THE DATA below:
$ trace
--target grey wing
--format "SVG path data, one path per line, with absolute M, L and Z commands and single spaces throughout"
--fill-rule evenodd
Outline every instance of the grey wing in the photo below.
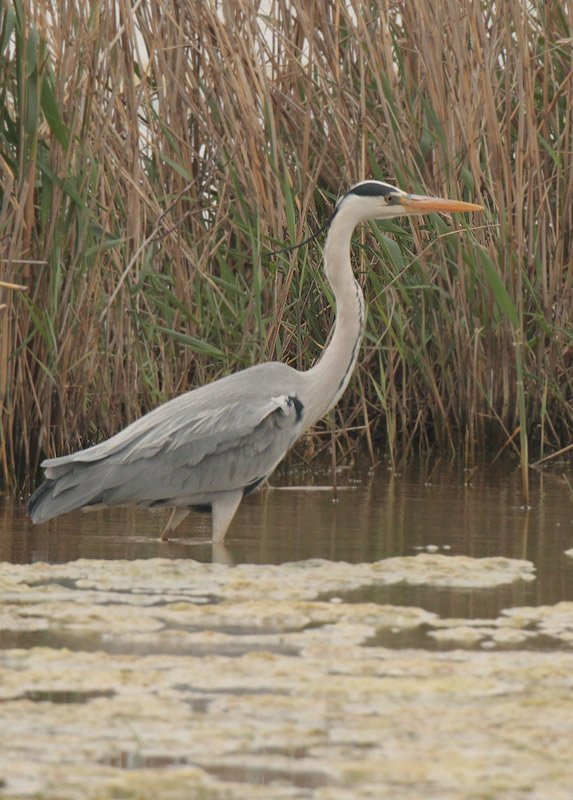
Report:
M 43 462 L 50 491 L 32 496 L 32 518 L 90 504 L 201 505 L 221 491 L 248 491 L 294 443 L 304 407 L 247 372 L 223 379 L 226 391 L 218 381 L 189 392 L 100 445 Z
M 213 495 L 249 490 L 269 475 L 301 431 L 301 405 L 295 396 L 270 398 L 256 412 L 242 403 L 216 413 L 193 429 L 182 428 L 151 457 L 136 448 L 125 466 L 133 472 L 121 478 L 105 501 L 145 505 L 209 503 Z

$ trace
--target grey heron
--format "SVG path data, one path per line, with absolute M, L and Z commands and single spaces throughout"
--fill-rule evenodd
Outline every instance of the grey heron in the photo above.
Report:
M 190 510 L 209 511 L 213 542 L 222 542 L 242 498 L 337 403 L 350 380 L 364 323 L 350 258 L 355 227 L 401 214 L 481 208 L 381 181 L 357 183 L 338 201 L 326 238 L 324 272 L 336 321 L 316 364 L 307 371 L 279 362 L 248 367 L 169 400 L 107 441 L 43 461 L 45 480 L 28 501 L 33 522 L 87 506 L 165 507 L 171 514 L 161 538 L 168 540 Z

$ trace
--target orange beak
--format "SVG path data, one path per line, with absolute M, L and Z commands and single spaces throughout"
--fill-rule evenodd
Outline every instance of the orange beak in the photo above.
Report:
M 401 195 L 398 203 L 408 214 L 453 214 L 456 211 L 482 211 L 483 206 L 465 203 L 463 200 L 446 200 L 441 197 L 426 197 L 422 194 Z

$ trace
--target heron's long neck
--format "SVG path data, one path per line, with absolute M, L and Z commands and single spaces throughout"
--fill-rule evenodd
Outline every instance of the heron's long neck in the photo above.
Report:
M 306 373 L 307 420 L 324 416 L 343 393 L 356 359 L 364 325 L 364 296 L 354 279 L 350 263 L 350 241 L 356 220 L 334 217 L 324 249 L 324 271 L 336 303 L 332 338 L 319 361 Z

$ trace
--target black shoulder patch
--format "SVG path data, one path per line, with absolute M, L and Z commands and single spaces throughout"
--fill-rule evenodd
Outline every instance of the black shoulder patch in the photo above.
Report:
M 300 422 L 304 413 L 304 405 L 301 403 L 298 397 L 294 397 L 293 395 L 289 395 L 288 403 L 289 406 L 294 406 L 294 410 L 296 411 L 296 421 Z

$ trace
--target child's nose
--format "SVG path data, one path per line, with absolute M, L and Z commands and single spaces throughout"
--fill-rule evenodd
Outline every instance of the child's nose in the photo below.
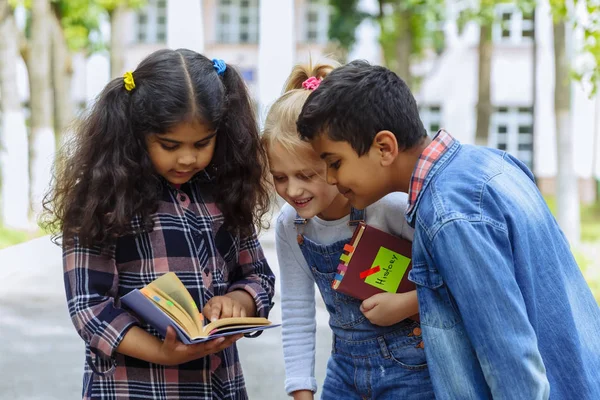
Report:
M 337 185 L 338 181 L 336 179 L 336 177 L 333 174 L 333 171 L 331 171 L 331 168 L 327 168 L 327 183 L 330 185 Z
M 302 187 L 300 185 L 290 182 L 287 186 L 287 194 L 290 197 L 300 196 L 302 194 Z
M 186 154 L 184 156 L 179 157 L 177 162 L 181 165 L 192 165 L 196 163 L 196 156 L 193 154 Z

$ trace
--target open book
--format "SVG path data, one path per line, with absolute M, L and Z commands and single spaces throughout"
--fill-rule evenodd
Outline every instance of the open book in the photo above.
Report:
M 190 292 L 174 272 L 162 275 L 142 289 L 132 290 L 121 302 L 163 336 L 167 327 L 172 326 L 185 344 L 279 326 L 261 317 L 223 318 L 204 324 L 204 317 Z
M 361 222 L 344 246 L 333 289 L 365 300 L 382 292 L 414 290 L 408 280 L 412 268 L 412 243 Z

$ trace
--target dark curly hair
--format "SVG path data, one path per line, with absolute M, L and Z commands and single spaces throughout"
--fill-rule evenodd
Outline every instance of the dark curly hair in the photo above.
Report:
M 196 118 L 217 132 L 207 169 L 225 226 L 242 235 L 261 226 L 269 209 L 266 156 L 238 72 L 227 65 L 220 76 L 208 58 L 179 49 L 149 55 L 133 76 L 131 91 L 123 78 L 108 83 L 61 149 L 42 225 L 63 243 L 100 246 L 133 225 L 141 226 L 138 233 L 151 230 L 162 191 L 145 138 Z

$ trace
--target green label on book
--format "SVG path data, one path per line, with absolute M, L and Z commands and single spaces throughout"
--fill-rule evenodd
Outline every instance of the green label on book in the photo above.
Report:
M 379 272 L 367 276 L 365 282 L 385 292 L 396 293 L 409 264 L 410 258 L 382 246 L 371 265 L 371 268 L 378 266 Z

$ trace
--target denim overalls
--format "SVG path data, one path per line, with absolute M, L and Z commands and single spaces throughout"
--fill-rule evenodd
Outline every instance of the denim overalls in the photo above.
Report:
M 419 324 L 404 320 L 388 327 L 373 325 L 360 311 L 360 300 L 331 288 L 344 244 L 364 219 L 364 210 L 353 208 L 348 239 L 331 245 L 305 237 L 302 227 L 308 221 L 299 216 L 295 220 L 298 244 L 321 291 L 333 331 L 321 399 L 433 399 Z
End of THE DATA.
### THE TASK
Every line containing the string "book" in the entries should be counted; give the resulting number and nothing else.

### EXERCISE SOLUTION
4